### ASSIGNED TASK
Below you will find a set of lines. Repeat them all exactly.
-- Opening Marker --
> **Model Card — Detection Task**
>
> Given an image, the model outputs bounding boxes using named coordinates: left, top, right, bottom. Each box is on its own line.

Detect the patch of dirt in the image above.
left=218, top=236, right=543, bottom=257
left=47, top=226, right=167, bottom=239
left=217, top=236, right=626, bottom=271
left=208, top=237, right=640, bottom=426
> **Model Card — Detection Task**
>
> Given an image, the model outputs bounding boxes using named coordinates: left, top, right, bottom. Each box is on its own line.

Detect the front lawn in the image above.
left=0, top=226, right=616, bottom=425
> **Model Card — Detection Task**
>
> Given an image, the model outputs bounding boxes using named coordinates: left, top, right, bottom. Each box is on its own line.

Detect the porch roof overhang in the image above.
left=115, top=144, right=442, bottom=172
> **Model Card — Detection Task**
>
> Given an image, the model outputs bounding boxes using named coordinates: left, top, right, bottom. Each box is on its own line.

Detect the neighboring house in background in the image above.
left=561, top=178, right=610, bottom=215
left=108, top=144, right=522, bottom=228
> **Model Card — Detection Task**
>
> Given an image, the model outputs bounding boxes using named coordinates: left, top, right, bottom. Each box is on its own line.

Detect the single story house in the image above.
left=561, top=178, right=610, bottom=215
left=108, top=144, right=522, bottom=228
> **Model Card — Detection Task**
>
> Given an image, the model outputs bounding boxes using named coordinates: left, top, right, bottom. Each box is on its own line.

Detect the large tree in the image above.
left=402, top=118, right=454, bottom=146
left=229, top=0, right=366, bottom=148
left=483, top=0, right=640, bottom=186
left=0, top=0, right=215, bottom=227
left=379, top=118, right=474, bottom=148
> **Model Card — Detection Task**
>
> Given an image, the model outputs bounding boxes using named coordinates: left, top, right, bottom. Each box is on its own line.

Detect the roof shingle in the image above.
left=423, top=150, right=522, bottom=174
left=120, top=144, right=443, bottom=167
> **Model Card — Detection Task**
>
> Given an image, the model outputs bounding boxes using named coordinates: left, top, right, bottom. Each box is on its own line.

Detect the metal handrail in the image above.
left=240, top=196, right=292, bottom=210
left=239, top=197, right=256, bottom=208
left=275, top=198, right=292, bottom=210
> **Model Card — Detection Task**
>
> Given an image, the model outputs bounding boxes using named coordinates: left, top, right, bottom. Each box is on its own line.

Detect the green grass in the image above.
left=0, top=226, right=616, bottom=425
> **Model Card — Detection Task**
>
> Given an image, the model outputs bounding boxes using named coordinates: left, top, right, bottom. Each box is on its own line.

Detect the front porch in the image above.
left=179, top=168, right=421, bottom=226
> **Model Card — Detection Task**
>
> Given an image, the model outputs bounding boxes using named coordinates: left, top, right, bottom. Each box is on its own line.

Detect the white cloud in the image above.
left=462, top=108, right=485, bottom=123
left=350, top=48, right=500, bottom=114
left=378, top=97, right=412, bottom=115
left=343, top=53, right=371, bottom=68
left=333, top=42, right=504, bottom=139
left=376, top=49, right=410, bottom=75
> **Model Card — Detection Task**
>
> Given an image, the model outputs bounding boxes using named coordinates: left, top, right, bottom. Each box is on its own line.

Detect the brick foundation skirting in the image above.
-- Closing Marker --
### ANSWER SPACE
> **Model Card — Detection Task**
>
> Given an image, the model outputs bounding boxes using named coordinates: left, top, right, bottom. Each box is on its own line.

Detect the patch of dirt in the image above.
left=218, top=236, right=543, bottom=257
left=47, top=226, right=167, bottom=239
left=217, top=236, right=626, bottom=271
left=208, top=237, right=640, bottom=426
> **Model Card — Detection Task**
>
> Given an image, the model outputs bounding boxes using named coordinates: left, top, right, bottom. Each box is on its own line.

Detect the front lawn in the image above.
left=0, top=226, right=616, bottom=425
> **Model Card — Detection Task**
>
> Given an image, the model outputs bounding boxes using named coordinates: left, top, right, bottom. Each box is on its own line.

Detect the porch roof overhang in the image above.
left=115, top=144, right=442, bottom=172
> **Model Card — Detection Task**
>
> Given an image, the model outputs bounding boxes using named coordinates: left, top, right, bottom. Each box is on its own line.

Detect the neighboring house in background in the image above.
left=561, top=178, right=610, bottom=215
left=108, top=144, right=522, bottom=228
> **Model Card — Detection Task**
>
> Given an image, the model outputs bounding boxes using named coordinates: left, top, right, bottom. Each box is on its own line.

Detect the single story house in the image above.
left=561, top=178, right=610, bottom=215
left=108, top=144, right=522, bottom=228
> **Model Card — Detection Task**
>
> Given an image, the model outputs bounding boxes using named coordinates: left, top, right, bottom. Each box is on its own line.

Detect the large tree in the image above.
left=402, top=118, right=454, bottom=146
left=229, top=0, right=366, bottom=148
left=483, top=0, right=640, bottom=186
left=0, top=0, right=215, bottom=227
left=379, top=118, right=474, bottom=148
> **Model Card — Detection Task**
>
> Given an image, the model outputs bounding boxes using named coordinates: left, top, right, bottom. Each box is on its own line.

Detect the roof shingle in the image above.
left=423, top=150, right=522, bottom=174
left=120, top=144, right=443, bottom=167
> **Model Card — Detection Task**
>
> Given an image, the model outputs bounding boxes using named coordinates: left, top, right, bottom. Each box is on its own line.

Detect the metal handrail in the image above.
left=240, top=196, right=292, bottom=210
left=239, top=197, right=256, bottom=208
left=275, top=198, right=292, bottom=210
> **Model Card — Detection Task**
>
> Given an image, the model outputs bounding boxes using named coordinates: left, top, right, bottom. Each box is on its own line.

Detect the green grass in the image above.
left=0, top=226, right=616, bottom=425
> **Model Card — Detection Task**
>
> Given an image, the model outputs bounding boxes using named coordinates: left, top, right, bottom. Each box is on its own line.

Detect the front porch in the image above.
left=179, top=168, right=421, bottom=226
> **Model Card — Detection Task**
>
> Given an image, the model outputs bounding boxes using named coordinates: left, top, right, bottom. Each box is on its own line.

Detect the white cloud in the image above.
left=462, top=108, right=485, bottom=123
left=350, top=48, right=500, bottom=114
left=378, top=97, right=412, bottom=115
left=343, top=53, right=371, bottom=68
left=333, top=42, right=504, bottom=139
left=376, top=49, right=410, bottom=75
> **Model Card — Detection Task**
>
> Given an image, the model outputs bounding boxes using named coordinates: left, top, right, bottom. Each box is on its own line.

Detect the brick foundation skirting in the image above.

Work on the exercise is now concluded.